What you have to do: Output word for word the lines from the one with "below, one point per instance." to the final line of the data, both ends included, but skip the pictures.

Available records:
◇ ◇ ◇ ◇ ◇

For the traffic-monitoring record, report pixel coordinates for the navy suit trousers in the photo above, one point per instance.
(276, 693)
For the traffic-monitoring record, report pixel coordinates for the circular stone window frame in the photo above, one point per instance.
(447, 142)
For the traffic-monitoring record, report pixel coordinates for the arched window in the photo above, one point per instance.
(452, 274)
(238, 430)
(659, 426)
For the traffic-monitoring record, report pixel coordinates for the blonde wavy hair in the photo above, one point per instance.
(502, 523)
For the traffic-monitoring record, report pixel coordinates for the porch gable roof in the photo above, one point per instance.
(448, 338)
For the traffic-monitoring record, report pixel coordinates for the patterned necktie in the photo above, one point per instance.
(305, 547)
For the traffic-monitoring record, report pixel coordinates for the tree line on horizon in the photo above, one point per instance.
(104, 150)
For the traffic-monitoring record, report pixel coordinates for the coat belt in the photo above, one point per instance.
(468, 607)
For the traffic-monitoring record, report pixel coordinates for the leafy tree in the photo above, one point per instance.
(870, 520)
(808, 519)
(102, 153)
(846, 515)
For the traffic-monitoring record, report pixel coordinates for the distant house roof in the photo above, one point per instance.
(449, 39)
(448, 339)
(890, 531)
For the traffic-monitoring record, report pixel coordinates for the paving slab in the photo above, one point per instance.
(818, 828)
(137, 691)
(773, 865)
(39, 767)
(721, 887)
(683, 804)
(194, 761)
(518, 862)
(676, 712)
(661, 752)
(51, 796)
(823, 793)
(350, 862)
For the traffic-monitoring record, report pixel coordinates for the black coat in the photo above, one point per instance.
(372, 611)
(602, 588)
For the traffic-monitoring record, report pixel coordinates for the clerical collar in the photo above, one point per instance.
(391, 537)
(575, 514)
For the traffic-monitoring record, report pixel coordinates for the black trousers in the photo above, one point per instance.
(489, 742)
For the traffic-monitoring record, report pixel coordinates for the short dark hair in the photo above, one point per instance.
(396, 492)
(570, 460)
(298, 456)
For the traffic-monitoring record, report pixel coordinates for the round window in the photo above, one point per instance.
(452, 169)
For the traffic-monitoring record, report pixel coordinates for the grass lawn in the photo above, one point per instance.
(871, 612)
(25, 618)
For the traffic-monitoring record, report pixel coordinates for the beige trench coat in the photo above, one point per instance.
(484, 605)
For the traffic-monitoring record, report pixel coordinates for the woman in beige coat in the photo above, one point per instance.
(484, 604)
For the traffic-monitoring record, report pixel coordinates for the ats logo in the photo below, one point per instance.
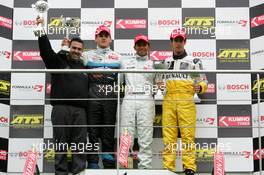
(199, 22)
(61, 22)
(242, 23)
(203, 54)
(256, 84)
(210, 88)
(160, 55)
(36, 88)
(257, 21)
(5, 55)
(227, 121)
(208, 121)
(257, 154)
(166, 22)
(4, 87)
(234, 87)
(6, 22)
(234, 55)
(3, 154)
(27, 23)
(203, 155)
(97, 23)
(131, 23)
(27, 120)
(3, 121)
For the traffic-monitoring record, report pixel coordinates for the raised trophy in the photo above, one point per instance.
(69, 23)
(41, 7)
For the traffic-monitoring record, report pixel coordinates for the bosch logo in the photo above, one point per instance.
(203, 54)
(167, 22)
(237, 87)
(3, 119)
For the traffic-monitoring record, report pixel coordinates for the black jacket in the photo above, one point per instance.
(74, 85)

◇ ◇ ◇ ◇ ◇

Complete output:
For the traffic-monitoring record, report pixel coordinates for the ats logo in the photo below, one point per instance.
(199, 22)
(61, 22)
(242, 23)
(203, 54)
(256, 84)
(210, 88)
(160, 55)
(36, 88)
(257, 21)
(5, 55)
(227, 121)
(208, 121)
(257, 154)
(166, 22)
(4, 87)
(234, 87)
(6, 22)
(234, 55)
(3, 154)
(27, 23)
(203, 155)
(97, 23)
(131, 23)
(27, 120)
(3, 121)
For the traffic-monitoring record, report pixel coordinates for the raised trophy in the photo above, one point per instance.
(69, 23)
(41, 7)
For the traffic-monitoring record, report pixel coordinates for the bosch logo in the photo above, one point per instance.
(203, 54)
(167, 22)
(237, 87)
(3, 119)
For the traffic-monitoring record, report pixel coordinates for the black jacket in the photo above, one point per instance.
(74, 85)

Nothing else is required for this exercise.